■ TEXTAUSZUG
---+---
David: Wir haben uns im Suff kennengelernt. 

Christoph: Ich bestreite diese Aussage. 

minimum: Kommt daher auch Euer Name — bedeutet das für Euch „unserer Tage“?

Christoph: Auf jeden Fall. Wir wollten diesen Anspruch haben, dass es nicht nur darum geht ein schönes Design zu haben, sondern dass es auch einen funktionalen Charakter hat und damit Werte der heutigen Zeit erfüllt. Genau das sollte sich auch in dem Namen widerspiegeln. Wir wollten aber auch, dass es ein deutscher Name ist, weil das unsere Herkunft zeigt. Jetzt nicht nationalistisch gedacht. Aber schon um zu zeigen, dass wir in einer deutschen Designhistorie stehen. Weil im internationalen Bild Deutsches und die deutsche Sprache sehr funktional und sehr systematisch sind, wollten wir einen fast romantisch klingenden Namen und das war dann Objekte unsere Tage und in der Abkürzung ist es dann auch noch OUT. Deswegen funktioniert das dann auch super. 

Reinhard: Und OUT passt dann auch wiederum. Wir sind out — wir gehen raus. Auch bei den Farben. Es ist dieser mutige Aspekt, der da mit reinspielt. Wir hätten ja zum Beispiel nie gedacht, dass die Farben so gut funktionieren. Aber die Leute lieben das Leuchtrot oder das Neonpink von uns. Das funktioniert alles sehr gut. 

David: Bei unserer Gründung war uns bewusst, dass es aus Deutschland wenig und wenig Neues gibt —  trotz der Größe des Landes und des Marktes und der vielen Regionen. Besonders, wenn man den Vergleich zu Skandinavien zieht.
---+---
■ BEREITGESTELLTES MATERIAL
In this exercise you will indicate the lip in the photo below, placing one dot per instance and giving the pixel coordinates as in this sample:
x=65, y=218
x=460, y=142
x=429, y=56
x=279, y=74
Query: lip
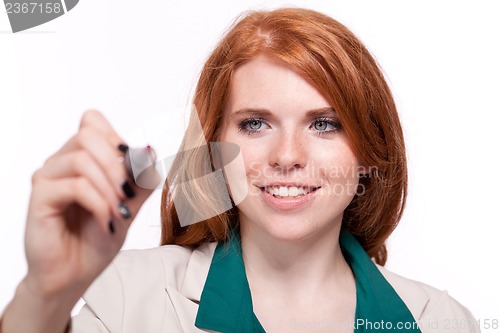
x=288, y=203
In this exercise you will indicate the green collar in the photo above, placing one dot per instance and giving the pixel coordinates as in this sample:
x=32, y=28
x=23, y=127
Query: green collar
x=226, y=303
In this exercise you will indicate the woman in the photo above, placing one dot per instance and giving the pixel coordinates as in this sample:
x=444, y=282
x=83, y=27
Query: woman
x=324, y=181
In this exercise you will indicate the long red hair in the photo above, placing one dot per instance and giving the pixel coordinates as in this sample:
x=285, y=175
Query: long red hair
x=327, y=54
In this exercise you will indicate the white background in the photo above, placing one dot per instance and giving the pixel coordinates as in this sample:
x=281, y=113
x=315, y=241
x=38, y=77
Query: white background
x=137, y=62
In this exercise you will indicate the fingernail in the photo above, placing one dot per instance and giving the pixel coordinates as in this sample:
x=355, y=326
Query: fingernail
x=123, y=148
x=124, y=210
x=128, y=190
x=111, y=227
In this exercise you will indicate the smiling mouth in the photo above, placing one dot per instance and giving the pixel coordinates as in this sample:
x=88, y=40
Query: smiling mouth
x=288, y=191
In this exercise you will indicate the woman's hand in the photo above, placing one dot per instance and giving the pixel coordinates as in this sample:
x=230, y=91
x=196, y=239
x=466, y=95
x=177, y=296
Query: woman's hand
x=81, y=206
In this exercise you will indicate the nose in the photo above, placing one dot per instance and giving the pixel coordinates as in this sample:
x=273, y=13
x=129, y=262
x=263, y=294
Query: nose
x=288, y=152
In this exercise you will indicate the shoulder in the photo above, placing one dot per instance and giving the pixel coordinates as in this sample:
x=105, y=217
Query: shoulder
x=435, y=310
x=149, y=283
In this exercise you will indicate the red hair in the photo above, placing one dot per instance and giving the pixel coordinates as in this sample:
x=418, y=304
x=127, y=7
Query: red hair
x=327, y=54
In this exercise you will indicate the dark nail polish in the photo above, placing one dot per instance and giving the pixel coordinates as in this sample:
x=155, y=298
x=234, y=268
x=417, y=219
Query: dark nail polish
x=128, y=190
x=124, y=210
x=111, y=227
x=123, y=148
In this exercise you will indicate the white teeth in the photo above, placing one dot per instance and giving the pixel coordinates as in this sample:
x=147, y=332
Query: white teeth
x=283, y=191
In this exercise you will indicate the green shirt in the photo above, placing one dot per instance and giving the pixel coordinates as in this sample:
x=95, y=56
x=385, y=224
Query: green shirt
x=226, y=302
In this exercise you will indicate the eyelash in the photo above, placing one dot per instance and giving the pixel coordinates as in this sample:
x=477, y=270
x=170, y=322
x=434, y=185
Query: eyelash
x=243, y=126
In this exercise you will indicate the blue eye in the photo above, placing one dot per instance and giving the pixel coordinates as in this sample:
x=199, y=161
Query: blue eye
x=326, y=125
x=251, y=125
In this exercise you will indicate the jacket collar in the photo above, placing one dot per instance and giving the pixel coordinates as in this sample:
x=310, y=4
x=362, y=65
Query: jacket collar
x=225, y=304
---+---
■ AUFGABE 1
Beantworten Sie anhand des Textauszugs folgende Fragen:
(a) Welche Abkürzung ergibt sich laut Christoph aus dem Namen?
(b) Welche zwei Farben lieben die Leute laut Reinhard?
(c) Mit welcher Region zieht David den Vergleich?
■ AUFGABE 2
Geben Sie den Abschnitt des Textauszugs von „Christoph: Auf jeden“ bis „dann auch super.“ wortgetreu wieder.
Die Datensätze haben keinen Bezug zum Textauszug.

■ LÖSUNG 1
(a) OUT
(b) Das Leuchtrot und das Neonpink
(c) Mit Skandinavien

■ LÖSUNG 2
Christoph: Auf jeden Fall. Wir wollten diesen Anspruch haben, dass es nicht nur darum geht ein schönes Design zu haben, sondern dass es auch einen funktionalen Charakter hat und damit Werte der heutigen Zeit erfüllt. Genau das sollte sich auch in dem Namen widerspiegeln. Wir wollten aber auch, dass es ein deutscher Name ist, weil das unsere Herkunft zeigt. Jetzt nicht nationalistisch gedacht. Aber schon um zu zeigen, dass wir in einer deutschen Designhistorie stehen. Weil im internationalen Bild Deutsches und die deutsche Sprache sehr funktional und sehr systematisch sind, wollten wir einen fast romantisch klingenden Namen und das war dann Objekte unsere Tage und in der Abkürzung ist es dann auch noch OUT. Deswegen funktioniert das dann auch super.